◆ EXERCISE OBJECTIVE:
List all the lines in these records that hold "below".

◆ PROVIDED ENTRIES:

[Start of section]

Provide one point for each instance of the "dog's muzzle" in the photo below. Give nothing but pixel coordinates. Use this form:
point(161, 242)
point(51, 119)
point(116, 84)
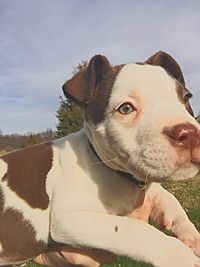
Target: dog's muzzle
point(185, 138)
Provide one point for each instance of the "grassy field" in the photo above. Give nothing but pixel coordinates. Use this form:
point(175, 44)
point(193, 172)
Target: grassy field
point(188, 193)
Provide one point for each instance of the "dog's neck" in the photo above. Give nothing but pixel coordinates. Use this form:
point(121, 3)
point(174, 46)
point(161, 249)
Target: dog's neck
point(108, 158)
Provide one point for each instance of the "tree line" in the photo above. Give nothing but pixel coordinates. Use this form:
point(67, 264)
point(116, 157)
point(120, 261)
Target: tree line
point(69, 119)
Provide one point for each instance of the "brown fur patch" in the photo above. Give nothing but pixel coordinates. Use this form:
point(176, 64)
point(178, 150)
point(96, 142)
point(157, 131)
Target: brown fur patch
point(17, 237)
point(95, 111)
point(1, 201)
point(27, 172)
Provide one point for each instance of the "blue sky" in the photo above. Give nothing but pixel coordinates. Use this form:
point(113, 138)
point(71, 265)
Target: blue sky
point(42, 40)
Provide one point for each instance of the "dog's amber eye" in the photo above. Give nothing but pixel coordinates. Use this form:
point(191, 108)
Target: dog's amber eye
point(126, 108)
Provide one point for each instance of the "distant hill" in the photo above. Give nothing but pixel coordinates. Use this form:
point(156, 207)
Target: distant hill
point(16, 141)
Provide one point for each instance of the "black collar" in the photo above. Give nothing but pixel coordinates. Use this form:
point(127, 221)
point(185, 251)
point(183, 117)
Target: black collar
point(138, 183)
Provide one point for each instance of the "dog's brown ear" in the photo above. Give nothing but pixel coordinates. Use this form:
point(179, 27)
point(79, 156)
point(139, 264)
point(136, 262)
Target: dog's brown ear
point(168, 63)
point(82, 87)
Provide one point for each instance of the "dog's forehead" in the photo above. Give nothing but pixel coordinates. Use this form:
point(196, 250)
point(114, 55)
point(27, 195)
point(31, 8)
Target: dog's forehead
point(146, 81)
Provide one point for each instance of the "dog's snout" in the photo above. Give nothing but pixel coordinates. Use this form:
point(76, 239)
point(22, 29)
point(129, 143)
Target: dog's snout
point(185, 135)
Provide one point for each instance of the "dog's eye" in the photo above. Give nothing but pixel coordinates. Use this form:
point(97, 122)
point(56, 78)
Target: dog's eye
point(126, 108)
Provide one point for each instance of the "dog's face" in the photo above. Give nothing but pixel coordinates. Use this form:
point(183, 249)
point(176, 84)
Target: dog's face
point(138, 117)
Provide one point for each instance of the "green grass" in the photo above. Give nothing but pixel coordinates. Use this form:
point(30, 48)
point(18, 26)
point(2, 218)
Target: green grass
point(188, 193)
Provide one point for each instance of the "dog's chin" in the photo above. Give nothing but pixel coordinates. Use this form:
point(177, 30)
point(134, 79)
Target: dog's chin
point(165, 174)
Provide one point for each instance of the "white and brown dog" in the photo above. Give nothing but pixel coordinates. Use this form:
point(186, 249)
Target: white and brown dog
point(85, 189)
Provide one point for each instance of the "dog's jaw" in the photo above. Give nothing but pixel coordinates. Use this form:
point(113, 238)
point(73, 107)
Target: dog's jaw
point(140, 148)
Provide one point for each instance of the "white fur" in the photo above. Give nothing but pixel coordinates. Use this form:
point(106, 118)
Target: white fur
point(88, 199)
point(92, 195)
point(153, 92)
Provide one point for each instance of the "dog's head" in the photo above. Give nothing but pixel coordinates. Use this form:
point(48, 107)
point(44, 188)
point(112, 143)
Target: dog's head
point(138, 117)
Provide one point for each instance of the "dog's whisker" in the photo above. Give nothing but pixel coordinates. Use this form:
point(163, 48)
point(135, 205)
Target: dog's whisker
point(103, 161)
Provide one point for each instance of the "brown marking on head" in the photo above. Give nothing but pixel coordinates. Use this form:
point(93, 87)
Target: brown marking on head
point(27, 172)
point(171, 66)
point(91, 87)
point(95, 111)
point(1, 200)
point(17, 237)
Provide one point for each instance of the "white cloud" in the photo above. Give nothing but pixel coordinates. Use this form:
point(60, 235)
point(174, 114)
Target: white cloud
point(41, 42)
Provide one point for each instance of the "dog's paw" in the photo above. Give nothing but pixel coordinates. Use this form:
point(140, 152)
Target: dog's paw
point(181, 255)
point(185, 231)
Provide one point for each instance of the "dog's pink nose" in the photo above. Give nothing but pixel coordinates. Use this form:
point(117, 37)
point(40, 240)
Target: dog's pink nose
point(185, 135)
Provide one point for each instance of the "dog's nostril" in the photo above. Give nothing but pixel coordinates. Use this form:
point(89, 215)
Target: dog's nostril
point(185, 135)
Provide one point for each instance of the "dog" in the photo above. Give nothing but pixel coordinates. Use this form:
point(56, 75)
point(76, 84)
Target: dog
point(85, 189)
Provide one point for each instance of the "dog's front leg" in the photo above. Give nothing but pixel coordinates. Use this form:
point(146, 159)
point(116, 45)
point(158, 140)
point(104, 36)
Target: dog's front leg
point(122, 236)
point(167, 212)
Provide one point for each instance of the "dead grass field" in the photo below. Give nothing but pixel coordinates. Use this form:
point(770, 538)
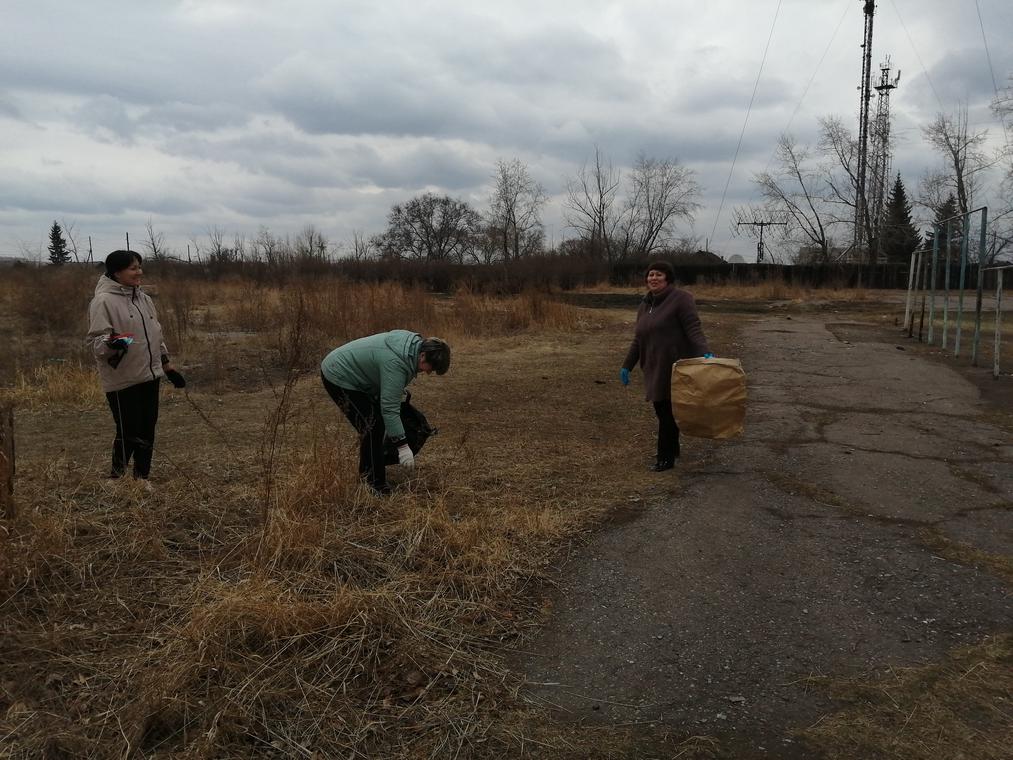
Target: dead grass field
point(260, 604)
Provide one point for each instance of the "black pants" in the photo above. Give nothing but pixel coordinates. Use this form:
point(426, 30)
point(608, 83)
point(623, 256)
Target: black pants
point(364, 413)
point(668, 431)
point(135, 410)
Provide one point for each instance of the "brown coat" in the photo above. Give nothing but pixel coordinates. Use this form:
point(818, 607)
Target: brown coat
point(117, 308)
point(668, 328)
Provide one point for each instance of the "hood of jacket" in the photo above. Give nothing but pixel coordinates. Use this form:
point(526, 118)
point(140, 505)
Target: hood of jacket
point(106, 285)
point(406, 345)
point(117, 308)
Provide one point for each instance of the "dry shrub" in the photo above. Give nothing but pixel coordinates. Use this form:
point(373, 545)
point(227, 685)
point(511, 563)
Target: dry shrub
point(68, 384)
point(481, 315)
point(53, 299)
point(177, 302)
point(247, 306)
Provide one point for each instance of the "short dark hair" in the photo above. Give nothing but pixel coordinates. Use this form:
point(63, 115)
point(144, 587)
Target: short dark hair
point(665, 268)
point(119, 260)
point(437, 354)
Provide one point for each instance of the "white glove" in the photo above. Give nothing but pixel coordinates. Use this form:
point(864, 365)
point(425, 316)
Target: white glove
point(404, 457)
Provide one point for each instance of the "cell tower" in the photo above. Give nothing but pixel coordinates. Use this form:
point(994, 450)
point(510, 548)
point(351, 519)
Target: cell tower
point(880, 161)
point(861, 205)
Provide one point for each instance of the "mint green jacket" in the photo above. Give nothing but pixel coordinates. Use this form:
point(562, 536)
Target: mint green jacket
point(380, 366)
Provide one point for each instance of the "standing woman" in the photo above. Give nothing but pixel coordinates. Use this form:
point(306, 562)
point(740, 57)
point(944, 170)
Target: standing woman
point(668, 328)
point(127, 339)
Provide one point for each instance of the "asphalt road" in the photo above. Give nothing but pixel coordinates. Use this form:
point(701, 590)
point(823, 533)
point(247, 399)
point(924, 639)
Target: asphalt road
point(802, 548)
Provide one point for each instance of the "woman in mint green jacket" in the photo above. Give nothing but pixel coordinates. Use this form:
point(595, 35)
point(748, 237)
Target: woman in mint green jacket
point(367, 378)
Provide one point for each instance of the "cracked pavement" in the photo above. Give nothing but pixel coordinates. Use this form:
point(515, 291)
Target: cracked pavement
point(826, 541)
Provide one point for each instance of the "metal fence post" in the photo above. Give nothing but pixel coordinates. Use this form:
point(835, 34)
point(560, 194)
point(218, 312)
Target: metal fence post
point(915, 260)
point(946, 266)
point(999, 321)
point(963, 278)
point(932, 282)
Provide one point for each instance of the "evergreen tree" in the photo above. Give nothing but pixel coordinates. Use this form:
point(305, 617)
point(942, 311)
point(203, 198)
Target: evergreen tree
point(58, 246)
point(900, 238)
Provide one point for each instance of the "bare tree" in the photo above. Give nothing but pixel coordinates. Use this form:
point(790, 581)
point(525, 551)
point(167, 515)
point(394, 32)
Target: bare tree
point(432, 228)
point(311, 243)
point(514, 210)
point(154, 241)
point(363, 247)
point(266, 246)
point(963, 157)
point(797, 194)
point(591, 207)
point(660, 193)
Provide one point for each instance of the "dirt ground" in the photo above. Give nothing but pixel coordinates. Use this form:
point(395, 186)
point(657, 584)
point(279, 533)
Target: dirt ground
point(861, 524)
point(810, 547)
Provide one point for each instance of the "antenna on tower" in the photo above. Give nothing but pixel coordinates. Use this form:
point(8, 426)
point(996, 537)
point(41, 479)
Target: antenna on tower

[End of section]

◆ ANSWER AREA:
Provide one point for each instance of the "dog's muzzle" in the photo below. Give nothing but pixel coordinates. Use this form:
Provide one point for each instance of the "dead grass field" in the photo below. Give nothing but pixel coordinates. Use this form:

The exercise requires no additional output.